**THE EXERCISE**.
Rewrite the data below, swapping "tag each instance of" for "mark every" everywhere and leaving everything else unchanged. Omit the pictures from your answer.

[Collected data]
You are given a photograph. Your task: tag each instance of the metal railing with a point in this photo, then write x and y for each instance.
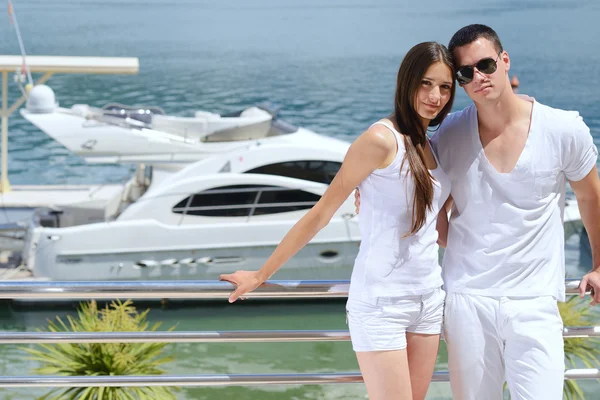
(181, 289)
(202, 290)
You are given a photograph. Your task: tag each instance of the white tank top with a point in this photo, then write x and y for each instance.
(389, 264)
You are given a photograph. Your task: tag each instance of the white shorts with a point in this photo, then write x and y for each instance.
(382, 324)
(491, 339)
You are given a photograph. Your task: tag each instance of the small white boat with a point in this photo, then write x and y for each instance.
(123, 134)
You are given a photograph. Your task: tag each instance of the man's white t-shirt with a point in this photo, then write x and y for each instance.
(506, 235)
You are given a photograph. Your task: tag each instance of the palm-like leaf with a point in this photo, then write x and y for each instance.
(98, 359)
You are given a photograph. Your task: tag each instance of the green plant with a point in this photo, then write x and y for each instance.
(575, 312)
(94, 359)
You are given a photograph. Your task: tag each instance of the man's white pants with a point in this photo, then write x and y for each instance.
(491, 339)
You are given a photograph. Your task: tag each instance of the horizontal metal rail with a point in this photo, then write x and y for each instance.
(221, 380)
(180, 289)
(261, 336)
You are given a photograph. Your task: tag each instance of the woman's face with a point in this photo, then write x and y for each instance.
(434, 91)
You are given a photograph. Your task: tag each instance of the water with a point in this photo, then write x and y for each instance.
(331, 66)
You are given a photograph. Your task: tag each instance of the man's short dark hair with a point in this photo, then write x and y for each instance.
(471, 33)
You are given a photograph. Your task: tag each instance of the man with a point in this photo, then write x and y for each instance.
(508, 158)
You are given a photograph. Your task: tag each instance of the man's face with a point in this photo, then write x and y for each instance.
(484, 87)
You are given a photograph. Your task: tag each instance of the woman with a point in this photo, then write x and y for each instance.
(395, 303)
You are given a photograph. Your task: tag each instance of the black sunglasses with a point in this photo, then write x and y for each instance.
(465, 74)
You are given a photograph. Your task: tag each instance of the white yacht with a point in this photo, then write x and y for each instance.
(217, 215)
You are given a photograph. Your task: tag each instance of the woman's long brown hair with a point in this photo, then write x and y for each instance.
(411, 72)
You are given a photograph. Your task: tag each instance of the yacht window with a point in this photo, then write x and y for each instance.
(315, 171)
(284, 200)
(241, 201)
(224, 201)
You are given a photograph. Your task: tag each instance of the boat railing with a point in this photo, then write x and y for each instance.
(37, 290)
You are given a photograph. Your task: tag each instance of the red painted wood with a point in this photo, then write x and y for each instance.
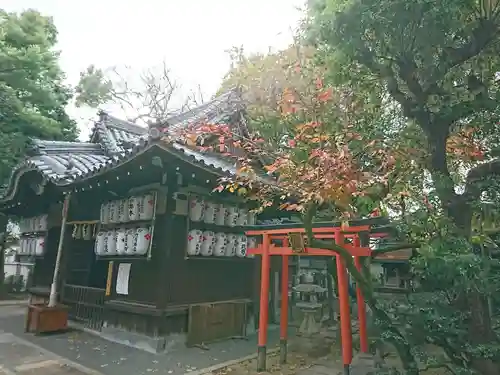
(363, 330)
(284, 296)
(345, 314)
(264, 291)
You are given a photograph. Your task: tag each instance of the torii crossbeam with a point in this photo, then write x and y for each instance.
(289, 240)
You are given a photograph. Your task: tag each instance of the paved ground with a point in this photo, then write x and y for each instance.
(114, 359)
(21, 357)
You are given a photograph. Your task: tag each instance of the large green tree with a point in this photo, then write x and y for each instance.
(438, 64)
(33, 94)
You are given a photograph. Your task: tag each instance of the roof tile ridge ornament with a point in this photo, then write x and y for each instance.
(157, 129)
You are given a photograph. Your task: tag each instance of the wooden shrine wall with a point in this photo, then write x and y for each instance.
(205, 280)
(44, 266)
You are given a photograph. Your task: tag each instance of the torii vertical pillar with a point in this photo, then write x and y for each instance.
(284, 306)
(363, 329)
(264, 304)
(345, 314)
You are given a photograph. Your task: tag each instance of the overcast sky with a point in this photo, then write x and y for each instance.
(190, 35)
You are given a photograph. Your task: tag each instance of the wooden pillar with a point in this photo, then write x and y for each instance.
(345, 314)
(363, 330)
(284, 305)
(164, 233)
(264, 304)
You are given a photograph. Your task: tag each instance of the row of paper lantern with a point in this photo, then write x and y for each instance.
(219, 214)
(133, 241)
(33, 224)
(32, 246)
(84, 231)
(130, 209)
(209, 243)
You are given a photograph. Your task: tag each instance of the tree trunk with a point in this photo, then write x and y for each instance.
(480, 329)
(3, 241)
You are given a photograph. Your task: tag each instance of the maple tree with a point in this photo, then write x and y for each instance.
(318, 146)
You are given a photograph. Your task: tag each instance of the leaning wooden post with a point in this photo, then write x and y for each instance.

**ANSWER TO THIS PROBLEM**.
You are given a photograph. Your task: mark every the metal railing with a point in this photo, then write x and y for each instance.
(181, 289)
(202, 290)
You are given a photograph. Your task: mark every the white tank top with a point in this photo, then write x and y for each instance.
(389, 264)
You are given a photograph. Your task: mark every the white shorts with a point in this photo, then write x and y for each instance.
(382, 324)
(491, 339)
You are given a photograph. Your task: mark every the small white boat with a point in this photo, then write x and y for each instance.
(123, 134)
You are given a photograph. Your task: mark every the man's white t-shirt with a point in this photo, then write x and y for each instance.
(506, 235)
You are given a photograph. Your task: mark every the palm-like leaf with a point in this photo, then write x and y for each instance.
(98, 359)
You are given a photograph. Your task: mark every the green plant with a point in this photo, then write x and y for each instance.
(575, 312)
(94, 359)
You are given a photograph. Your task: mark every the man's white pants with a point in this photo, then write x and y for each instance.
(491, 339)
You are given a photograph. Your task: mark every the horizontal metal rail with a point in this photo, then write x and y for each instance.
(221, 380)
(180, 289)
(261, 336)
You are given a photograph. Your task: mark every the woman's face with a point in this photo, then write x and y for each instance.
(434, 91)
You are given a photograph. Your task: mark every the water with a point in this photo, then write x and y for each instance.
(331, 66)
You are given a photograph. Your task: mark every the man's short dark hair with a point in this photo, then write x and y for each instance.
(471, 33)
You are given a photograph. Your task: mark every the man with a point in this photo, then write x and y for each instance.
(508, 158)
You are given a photograph. Your task: mark every the man's face with a point in this photo, then write x and y for each instance.
(484, 87)
You are given a photograph. Your task: mark every the woman with a point in this photo, then write x and y for each instance.
(395, 303)
You are given a photograph. Your task: mark every the black sunglasses with a point in this photo, then write x and y for each instance.
(465, 74)
You are given a photograph. Your task: mark every the white yacht with a point in this photo, then write x and y for each instance.
(217, 215)
You are given a photograph. Your task: mark every the woman's long brown hair with a point in this photo, then write x and y for each instance.
(411, 72)
You are given a photograph. Your task: mark every the yacht window with a point in this photo, then write x and y for each instance.
(315, 171)
(284, 200)
(241, 201)
(224, 201)
You are given a photograph. Your task: mark every the boat railing with a point in this photo, then write x and y for each instance.
(37, 290)
You are given a photograph. Your task: mark every the red painted wood with a point in this photo, then write x and y for each instance.
(363, 330)
(284, 296)
(345, 314)
(264, 291)
You are given a photograph. Your task: mark every the torii crossbeam with a point in this photo, then write x and y for each instance.
(289, 240)
You are given a photograph. Your task: mark every the paved ground with a point in this photo, then write x and y for each instance.
(114, 359)
(21, 357)
You are given a photograph. Your task: mark every the large green tree with a point in this photo, then write x and y for each instance.
(438, 64)
(33, 94)
You are given a photograph. Your task: mark every the roof tile ridge ornament with a point in this photo, then write x and y for each instance.
(157, 129)
You are given a photograph. Your task: mark every the wooden shrine wall with a point in this photo, then write x and y for each instance.
(205, 280)
(44, 266)
You are given a photograph. Your task: mark every the torii vertical pillar with a point in this photo, then write x and y for each instance.
(284, 306)
(363, 329)
(264, 304)
(345, 314)
You are given a photograph. Your task: mark every the overcast sky with a point in this photo, then write x and y for each instance.
(190, 35)
You are given a photograph. Your task: mark every the wooden pillar with a point in this photo, then write x and y for each instance.
(345, 314)
(363, 330)
(284, 305)
(164, 233)
(264, 304)
You are given a photograph. Your task: mark every the row of paper lantern with a point in this photo, then write x and y for each instance.
(219, 214)
(133, 241)
(33, 224)
(32, 246)
(84, 231)
(130, 209)
(209, 243)
You are given a photograph. Your task: mark every the tree trunk with a point in this photo, then write x and y for each instance.
(480, 329)
(3, 241)
You are given a photograph. Your task: mark every the maple tree with a point in this photo, then write x and y for each instance.
(318, 146)
You are given a photograph. Your task: mark every the leaning wooden post with a point in this photo, then write x and y for each instance.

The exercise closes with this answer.